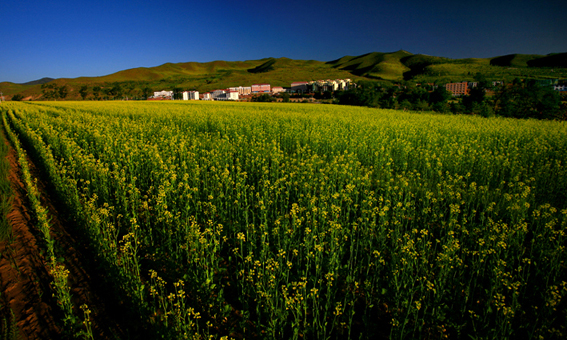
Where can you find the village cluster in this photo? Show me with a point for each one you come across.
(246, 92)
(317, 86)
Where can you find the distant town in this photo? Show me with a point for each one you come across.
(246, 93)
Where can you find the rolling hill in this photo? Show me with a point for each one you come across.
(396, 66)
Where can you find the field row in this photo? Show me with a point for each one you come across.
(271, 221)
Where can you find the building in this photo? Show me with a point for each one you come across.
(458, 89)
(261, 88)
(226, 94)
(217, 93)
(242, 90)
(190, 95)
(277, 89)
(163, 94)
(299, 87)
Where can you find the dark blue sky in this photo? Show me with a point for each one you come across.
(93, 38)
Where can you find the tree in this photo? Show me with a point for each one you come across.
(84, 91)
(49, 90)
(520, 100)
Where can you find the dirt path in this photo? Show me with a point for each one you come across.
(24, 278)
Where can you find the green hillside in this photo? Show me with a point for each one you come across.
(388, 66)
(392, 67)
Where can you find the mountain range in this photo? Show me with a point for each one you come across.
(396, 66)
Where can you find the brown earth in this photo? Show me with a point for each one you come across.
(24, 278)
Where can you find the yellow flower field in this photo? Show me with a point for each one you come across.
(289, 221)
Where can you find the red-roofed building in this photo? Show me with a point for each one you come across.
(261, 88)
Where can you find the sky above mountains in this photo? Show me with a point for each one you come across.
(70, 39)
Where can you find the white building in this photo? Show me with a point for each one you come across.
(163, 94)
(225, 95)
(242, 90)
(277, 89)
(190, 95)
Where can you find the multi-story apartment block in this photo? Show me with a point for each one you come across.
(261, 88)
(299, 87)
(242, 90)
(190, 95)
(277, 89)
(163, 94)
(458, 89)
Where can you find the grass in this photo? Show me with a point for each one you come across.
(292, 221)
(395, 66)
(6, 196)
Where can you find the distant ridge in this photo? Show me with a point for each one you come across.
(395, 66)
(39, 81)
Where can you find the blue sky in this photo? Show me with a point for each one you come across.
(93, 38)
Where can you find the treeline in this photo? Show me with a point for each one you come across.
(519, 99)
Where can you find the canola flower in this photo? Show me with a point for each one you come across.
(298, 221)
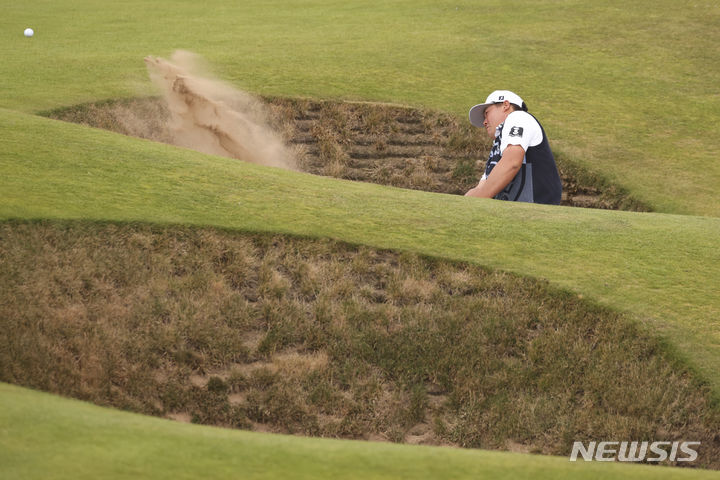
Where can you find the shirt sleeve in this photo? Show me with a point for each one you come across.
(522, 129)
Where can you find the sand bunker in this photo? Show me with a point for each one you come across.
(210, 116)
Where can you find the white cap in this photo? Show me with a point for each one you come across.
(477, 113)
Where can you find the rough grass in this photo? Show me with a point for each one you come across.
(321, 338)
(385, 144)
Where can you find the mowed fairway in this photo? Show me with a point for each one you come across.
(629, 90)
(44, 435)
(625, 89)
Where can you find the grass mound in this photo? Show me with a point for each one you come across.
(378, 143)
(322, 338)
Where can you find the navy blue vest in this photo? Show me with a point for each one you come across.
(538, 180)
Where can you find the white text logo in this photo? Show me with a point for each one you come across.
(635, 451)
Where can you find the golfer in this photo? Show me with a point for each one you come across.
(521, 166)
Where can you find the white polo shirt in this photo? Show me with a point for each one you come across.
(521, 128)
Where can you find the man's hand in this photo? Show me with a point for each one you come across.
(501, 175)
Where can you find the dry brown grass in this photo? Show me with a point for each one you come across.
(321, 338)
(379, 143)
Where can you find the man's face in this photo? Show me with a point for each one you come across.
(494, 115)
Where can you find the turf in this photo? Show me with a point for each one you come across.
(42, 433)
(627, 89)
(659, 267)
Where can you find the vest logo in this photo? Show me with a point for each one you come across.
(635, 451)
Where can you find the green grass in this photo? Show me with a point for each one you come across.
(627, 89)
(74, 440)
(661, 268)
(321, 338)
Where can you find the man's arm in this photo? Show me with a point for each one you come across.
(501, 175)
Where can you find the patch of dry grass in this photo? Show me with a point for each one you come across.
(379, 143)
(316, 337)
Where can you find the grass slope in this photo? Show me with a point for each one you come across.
---
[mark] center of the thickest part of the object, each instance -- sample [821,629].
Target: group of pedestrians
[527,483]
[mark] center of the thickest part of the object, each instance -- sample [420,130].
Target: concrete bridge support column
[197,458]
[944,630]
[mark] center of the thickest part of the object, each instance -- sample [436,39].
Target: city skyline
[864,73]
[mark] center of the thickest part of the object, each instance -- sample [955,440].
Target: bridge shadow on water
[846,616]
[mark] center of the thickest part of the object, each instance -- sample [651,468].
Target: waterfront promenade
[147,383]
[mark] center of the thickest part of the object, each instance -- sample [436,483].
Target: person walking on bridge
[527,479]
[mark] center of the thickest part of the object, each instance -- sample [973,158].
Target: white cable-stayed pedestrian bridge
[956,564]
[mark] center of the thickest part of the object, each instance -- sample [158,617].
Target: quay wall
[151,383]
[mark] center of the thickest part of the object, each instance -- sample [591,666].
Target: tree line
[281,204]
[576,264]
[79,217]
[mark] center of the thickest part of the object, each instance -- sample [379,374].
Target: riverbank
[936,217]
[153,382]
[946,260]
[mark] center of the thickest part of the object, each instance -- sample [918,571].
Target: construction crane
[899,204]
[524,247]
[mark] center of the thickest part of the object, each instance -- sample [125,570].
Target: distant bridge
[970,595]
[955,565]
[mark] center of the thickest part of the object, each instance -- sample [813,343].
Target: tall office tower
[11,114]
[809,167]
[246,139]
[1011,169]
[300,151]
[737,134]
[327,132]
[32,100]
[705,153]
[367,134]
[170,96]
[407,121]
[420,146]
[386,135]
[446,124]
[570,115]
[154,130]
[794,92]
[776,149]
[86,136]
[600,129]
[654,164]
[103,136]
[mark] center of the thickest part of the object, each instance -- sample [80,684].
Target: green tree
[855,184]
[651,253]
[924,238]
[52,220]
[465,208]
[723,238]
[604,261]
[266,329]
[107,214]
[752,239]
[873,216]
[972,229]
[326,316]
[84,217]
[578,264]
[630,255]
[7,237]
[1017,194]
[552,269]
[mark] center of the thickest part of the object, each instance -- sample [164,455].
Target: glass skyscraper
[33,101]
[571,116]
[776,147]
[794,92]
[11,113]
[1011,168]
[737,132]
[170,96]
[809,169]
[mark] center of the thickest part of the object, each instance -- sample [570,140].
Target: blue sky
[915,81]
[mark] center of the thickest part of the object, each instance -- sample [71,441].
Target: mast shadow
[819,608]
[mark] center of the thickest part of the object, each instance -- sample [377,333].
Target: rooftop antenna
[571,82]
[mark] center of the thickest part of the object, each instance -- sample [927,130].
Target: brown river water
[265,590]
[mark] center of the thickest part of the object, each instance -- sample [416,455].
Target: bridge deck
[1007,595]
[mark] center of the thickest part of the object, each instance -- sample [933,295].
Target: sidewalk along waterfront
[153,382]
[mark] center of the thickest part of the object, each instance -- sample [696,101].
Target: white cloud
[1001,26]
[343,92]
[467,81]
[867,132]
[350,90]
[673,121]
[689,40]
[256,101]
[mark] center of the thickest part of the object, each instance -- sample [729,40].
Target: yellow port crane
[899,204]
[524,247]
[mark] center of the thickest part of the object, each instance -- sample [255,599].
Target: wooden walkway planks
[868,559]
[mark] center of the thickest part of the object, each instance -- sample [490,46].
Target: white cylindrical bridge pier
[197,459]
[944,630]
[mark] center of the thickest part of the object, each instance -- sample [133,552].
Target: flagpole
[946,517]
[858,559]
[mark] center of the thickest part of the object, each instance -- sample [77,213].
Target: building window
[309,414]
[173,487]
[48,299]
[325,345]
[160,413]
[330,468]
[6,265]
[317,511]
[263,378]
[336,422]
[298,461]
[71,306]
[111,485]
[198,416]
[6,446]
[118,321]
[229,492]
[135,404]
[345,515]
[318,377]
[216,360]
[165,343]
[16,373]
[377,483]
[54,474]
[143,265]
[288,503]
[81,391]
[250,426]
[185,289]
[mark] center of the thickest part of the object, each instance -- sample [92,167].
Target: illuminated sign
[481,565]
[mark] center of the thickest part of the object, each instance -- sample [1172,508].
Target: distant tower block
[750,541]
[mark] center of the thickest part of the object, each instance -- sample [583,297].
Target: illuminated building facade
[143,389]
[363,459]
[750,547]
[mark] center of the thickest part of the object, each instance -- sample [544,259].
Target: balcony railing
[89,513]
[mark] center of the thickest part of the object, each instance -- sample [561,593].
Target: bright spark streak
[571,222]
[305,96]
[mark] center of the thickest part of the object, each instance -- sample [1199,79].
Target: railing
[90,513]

### What you should do
Of all the entries above, retype exactly the lines from the line with "Target: city skyline" to the line with "-- sample [436,483].", both included, and no others.

### Solution to this exercise
Target: city skyline
[864,73]
[mark] center of the thickest part of the object, each instance -- sample [955,440].
Target: bridge shadow on water
[846,616]
[mark] center of the thickest part of the object, each instance -- sample [651,468].
Target: waterfront promenade
[147,383]
[mark] center of the thickest part of the object, each instance -- sample [436,483].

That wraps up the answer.